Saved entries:
**********

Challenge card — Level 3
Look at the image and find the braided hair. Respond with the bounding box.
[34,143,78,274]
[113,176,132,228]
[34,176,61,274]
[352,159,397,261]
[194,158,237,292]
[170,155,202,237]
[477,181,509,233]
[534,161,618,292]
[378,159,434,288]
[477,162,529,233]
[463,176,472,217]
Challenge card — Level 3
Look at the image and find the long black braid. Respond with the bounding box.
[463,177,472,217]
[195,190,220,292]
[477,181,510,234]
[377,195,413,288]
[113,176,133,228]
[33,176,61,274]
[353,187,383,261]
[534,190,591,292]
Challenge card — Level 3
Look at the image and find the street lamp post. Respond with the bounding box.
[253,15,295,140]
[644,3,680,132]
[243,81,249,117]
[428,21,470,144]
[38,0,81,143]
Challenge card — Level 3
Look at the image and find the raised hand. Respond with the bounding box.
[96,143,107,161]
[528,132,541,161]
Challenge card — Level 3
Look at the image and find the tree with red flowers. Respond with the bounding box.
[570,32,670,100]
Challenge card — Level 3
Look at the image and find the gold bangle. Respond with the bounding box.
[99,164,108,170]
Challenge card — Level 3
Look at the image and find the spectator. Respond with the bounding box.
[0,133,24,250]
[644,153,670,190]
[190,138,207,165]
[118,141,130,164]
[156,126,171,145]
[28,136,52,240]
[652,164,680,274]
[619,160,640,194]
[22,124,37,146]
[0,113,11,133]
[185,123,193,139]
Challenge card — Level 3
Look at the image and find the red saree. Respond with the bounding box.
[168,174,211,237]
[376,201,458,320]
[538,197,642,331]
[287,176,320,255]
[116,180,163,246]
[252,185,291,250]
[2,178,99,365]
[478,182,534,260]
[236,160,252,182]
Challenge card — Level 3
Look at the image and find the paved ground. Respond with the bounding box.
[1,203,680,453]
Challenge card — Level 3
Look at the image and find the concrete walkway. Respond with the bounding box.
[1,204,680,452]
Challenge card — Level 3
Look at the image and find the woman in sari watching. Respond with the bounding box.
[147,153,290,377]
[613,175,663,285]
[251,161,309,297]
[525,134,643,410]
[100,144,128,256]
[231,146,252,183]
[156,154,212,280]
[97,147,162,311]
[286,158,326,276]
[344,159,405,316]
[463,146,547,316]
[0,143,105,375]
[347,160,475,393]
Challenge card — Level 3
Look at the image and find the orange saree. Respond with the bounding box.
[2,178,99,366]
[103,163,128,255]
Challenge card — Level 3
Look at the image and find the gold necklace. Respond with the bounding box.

**********

* _EXERCISE BRIEF_
Copy the data above in full, character for character.

* _ANSWER SECTION_
Challenge card — Level 3
Look at the image and find the braided hair. Respond with the bounding box.
[34,143,78,274]
[113,176,132,228]
[34,176,61,274]
[352,159,397,261]
[194,158,237,292]
[170,155,202,237]
[477,181,509,233]
[534,161,618,292]
[378,159,434,288]
[477,162,529,233]
[463,176,472,217]
Challenge card — Level 3
Look at the image and find the long black braid. Respond with the bounding box.
[463,177,472,217]
[195,190,220,292]
[477,181,510,234]
[377,195,413,288]
[113,176,133,228]
[33,176,61,274]
[353,187,383,261]
[534,190,591,292]
Challenge card — Level 3
Look at the image and find the street lamp post. Respond with the bounding box.
[253,15,295,140]
[644,3,680,132]
[243,81,249,117]
[428,21,470,144]
[38,0,81,143]
Challenge card — Level 3
Look at the image and find the raised hand. Respond with the bounding box.
[96,143,107,161]
[528,132,541,161]
Challenge card — Level 3
Look at the image and find the tree with red flowers. Respond with the bounding box.
[570,32,670,100]
Challenge card — Level 3
Look at the image and find the gold bangle. Respond with the bounding box.
[99,164,108,170]
Challenge card — Level 3
Look at the image and find the spectator. Respond with the bounding box.
[0,133,24,250]
[644,153,670,190]
[190,138,207,165]
[118,141,130,164]
[156,126,171,145]
[28,136,52,240]
[652,164,680,274]
[619,160,640,194]
[22,124,37,146]
[0,113,11,133]
[185,123,193,139]
Challenge card — Level 3
Look at the image and find the red saree. Respond with the bounding box.
[168,174,211,237]
[376,201,458,320]
[538,197,642,331]
[287,176,320,255]
[116,180,163,246]
[252,185,291,250]
[2,178,99,365]
[478,182,534,260]
[236,160,252,182]
Challenge card — Level 3
Look at the image and find the paved ground. Respond with the bounding box.
[1,203,680,453]
Challenge card — Level 3
Look at the image and find the concrete walkway. Respond with the bounding box.
[1,204,680,452]
Challenge card — Level 3
Look at the image and find the woman in sari watching. Respond with the bounding box.
[147,153,290,377]
[613,175,663,285]
[251,161,309,297]
[525,134,643,410]
[100,144,128,256]
[231,146,252,183]
[156,154,212,280]
[97,147,162,311]
[286,158,326,276]
[344,159,405,316]
[463,146,547,316]
[0,143,105,375]
[347,160,475,393]
Challenge card — Level 3
Look at the image and find the orange saree. Respond with the bounding box.
[2,178,99,366]
[103,163,128,255]
Challenge card — Level 3
Look at the image and find the gold necklace. Respond with the bounding box.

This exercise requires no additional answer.